▽

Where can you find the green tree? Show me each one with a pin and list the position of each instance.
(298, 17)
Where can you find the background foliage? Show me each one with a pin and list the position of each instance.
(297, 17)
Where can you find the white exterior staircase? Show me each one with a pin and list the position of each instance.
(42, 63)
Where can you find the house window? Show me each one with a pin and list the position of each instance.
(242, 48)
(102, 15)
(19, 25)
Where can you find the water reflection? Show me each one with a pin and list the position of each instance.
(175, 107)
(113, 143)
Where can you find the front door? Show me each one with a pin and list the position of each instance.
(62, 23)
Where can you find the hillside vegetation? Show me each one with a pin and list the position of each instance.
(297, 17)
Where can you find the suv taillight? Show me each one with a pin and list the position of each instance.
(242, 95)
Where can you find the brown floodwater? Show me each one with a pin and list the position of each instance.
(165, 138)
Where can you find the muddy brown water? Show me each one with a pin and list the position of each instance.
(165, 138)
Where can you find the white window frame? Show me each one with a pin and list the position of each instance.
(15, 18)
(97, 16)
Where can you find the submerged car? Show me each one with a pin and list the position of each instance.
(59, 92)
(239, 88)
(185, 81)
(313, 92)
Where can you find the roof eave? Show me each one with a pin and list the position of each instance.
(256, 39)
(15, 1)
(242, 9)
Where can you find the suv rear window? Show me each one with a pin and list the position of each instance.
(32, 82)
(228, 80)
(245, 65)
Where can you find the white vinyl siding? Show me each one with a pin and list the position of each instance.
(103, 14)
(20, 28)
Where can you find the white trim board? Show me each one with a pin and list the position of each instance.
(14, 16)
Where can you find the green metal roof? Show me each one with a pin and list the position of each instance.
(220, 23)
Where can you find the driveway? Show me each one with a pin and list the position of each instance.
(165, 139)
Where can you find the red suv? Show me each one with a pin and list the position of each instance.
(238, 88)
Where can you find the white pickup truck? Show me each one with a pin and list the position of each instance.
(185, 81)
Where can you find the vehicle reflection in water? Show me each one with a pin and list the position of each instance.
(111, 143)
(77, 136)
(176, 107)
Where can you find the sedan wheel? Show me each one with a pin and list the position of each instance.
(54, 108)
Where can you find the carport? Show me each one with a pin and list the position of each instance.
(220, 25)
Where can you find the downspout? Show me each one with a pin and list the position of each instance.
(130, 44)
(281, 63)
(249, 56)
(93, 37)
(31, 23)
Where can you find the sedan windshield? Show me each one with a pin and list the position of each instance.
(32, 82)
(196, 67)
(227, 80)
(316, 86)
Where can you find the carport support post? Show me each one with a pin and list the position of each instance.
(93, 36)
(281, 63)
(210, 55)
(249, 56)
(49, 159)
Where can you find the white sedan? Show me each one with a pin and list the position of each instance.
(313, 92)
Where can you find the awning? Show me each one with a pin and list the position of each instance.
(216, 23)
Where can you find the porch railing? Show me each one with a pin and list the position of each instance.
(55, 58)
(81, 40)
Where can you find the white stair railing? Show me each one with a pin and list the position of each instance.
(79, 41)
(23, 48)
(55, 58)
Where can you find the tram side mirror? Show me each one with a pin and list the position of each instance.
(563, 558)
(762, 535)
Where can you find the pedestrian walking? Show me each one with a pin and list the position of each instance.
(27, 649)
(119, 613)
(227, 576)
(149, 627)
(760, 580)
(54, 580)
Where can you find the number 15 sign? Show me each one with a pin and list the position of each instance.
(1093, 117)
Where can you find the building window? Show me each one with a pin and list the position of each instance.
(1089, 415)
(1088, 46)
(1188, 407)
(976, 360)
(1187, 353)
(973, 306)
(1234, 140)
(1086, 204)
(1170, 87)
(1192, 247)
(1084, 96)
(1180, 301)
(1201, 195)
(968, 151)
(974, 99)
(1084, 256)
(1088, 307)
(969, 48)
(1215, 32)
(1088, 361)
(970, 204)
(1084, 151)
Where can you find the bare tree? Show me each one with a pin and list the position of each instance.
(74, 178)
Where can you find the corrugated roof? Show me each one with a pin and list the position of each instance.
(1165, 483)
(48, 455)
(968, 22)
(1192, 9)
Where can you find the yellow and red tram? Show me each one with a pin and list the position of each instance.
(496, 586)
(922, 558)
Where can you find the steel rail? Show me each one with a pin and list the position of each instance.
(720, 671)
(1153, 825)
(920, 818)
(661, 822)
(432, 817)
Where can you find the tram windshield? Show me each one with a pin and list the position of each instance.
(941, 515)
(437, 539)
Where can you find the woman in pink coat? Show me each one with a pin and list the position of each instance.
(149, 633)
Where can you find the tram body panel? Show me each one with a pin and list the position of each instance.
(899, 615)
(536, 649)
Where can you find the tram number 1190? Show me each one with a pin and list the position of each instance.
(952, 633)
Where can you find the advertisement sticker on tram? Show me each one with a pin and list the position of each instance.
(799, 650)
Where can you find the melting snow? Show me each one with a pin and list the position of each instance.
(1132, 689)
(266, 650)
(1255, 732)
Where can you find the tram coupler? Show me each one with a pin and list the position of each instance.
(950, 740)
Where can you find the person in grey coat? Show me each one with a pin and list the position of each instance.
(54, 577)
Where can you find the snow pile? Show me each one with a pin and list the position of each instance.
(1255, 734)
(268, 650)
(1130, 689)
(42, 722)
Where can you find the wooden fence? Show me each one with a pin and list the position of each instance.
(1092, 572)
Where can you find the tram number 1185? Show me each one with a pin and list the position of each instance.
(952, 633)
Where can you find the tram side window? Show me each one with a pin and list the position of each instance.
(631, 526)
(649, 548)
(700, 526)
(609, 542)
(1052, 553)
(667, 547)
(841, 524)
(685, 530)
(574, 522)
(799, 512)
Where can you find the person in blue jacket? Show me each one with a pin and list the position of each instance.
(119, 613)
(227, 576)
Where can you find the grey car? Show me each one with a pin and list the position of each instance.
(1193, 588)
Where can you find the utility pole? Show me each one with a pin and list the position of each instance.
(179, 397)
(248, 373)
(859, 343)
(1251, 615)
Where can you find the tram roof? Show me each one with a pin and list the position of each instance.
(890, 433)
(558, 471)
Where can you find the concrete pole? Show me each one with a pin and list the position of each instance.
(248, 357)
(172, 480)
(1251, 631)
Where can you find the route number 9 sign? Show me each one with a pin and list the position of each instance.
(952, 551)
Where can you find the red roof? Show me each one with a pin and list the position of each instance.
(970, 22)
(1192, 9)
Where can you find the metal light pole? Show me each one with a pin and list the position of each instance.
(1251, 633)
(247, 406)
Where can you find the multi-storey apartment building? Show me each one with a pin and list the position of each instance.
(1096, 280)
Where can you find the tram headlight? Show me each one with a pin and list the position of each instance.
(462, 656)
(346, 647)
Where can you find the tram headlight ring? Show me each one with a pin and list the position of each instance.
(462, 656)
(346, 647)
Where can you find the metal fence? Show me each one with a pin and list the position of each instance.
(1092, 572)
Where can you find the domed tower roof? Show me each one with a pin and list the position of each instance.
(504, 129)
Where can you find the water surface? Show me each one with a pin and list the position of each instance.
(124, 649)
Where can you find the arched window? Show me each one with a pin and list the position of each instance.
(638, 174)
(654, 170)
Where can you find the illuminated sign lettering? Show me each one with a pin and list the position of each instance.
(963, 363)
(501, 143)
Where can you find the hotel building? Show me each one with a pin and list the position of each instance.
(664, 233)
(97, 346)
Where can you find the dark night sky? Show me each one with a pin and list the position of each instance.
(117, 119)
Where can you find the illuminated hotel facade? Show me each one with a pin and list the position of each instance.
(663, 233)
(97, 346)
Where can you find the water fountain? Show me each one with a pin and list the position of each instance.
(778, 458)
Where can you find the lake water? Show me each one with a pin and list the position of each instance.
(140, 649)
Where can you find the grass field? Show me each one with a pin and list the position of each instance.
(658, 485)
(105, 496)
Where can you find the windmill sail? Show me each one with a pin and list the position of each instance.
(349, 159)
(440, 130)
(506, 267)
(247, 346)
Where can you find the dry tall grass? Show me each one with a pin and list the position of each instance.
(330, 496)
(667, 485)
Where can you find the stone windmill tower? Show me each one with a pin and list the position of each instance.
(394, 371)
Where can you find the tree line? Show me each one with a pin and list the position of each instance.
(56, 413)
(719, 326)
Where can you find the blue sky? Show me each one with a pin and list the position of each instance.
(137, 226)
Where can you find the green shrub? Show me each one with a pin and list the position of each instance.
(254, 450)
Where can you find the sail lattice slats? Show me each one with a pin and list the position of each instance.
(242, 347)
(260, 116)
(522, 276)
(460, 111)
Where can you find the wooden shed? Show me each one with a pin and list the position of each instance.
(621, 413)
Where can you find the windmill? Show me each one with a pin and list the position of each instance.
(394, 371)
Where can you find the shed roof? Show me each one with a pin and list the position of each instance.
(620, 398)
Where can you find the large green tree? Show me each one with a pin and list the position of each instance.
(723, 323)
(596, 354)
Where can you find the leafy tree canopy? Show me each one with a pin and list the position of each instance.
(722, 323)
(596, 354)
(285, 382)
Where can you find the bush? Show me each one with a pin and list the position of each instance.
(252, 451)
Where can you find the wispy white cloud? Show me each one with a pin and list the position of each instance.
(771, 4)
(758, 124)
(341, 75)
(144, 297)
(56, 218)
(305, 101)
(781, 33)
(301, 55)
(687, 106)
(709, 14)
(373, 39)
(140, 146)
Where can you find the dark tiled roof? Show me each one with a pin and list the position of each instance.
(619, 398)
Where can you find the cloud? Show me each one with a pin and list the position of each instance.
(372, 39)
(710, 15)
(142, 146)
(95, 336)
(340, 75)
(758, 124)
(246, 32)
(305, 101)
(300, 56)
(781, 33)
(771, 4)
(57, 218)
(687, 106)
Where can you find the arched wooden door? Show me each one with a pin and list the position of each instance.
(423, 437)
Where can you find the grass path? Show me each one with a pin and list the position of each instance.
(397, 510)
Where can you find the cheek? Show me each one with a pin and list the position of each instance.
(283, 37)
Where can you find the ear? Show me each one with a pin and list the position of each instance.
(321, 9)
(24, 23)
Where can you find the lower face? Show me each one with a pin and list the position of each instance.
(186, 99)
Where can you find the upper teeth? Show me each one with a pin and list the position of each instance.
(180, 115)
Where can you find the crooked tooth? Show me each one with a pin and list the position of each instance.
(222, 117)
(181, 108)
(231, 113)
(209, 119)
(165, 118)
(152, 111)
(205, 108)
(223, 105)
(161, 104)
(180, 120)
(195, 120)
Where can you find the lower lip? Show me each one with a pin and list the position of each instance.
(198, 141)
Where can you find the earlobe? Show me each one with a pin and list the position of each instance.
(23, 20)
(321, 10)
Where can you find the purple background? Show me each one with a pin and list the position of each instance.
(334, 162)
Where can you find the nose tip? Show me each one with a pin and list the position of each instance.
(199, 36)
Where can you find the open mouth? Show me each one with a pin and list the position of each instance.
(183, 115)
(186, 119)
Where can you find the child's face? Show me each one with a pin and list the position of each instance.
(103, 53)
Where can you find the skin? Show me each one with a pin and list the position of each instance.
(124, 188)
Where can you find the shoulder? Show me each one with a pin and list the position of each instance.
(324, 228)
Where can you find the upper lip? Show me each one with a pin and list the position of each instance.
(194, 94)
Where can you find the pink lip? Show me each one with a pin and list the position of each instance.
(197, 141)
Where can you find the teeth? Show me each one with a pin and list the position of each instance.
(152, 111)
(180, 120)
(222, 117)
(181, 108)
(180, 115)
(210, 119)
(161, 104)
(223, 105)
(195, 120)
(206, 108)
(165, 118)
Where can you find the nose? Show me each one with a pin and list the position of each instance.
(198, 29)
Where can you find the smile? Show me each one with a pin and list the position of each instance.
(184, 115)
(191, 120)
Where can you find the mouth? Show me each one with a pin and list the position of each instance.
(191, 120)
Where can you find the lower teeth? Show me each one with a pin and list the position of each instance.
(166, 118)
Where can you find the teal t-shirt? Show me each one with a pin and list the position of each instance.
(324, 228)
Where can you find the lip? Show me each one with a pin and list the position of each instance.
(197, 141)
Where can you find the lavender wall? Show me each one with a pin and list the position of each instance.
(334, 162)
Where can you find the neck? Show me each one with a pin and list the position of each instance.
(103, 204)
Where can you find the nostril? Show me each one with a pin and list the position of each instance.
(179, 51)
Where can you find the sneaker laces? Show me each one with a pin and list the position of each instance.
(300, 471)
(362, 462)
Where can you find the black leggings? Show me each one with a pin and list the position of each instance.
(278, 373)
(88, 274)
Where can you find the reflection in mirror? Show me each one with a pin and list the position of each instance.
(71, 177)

△

Task statement.
Everything from the line containing "Where can you find the black" through the last line above should be set down exactly; include no other lines.

Reply to the exercise.
Where can you find the black leggings? Show me each one with a pin and list the position of each instance.
(278, 373)
(88, 274)
Where can you find the reflection in mirror? Show me each one with a pin and list the position of each instance.
(71, 177)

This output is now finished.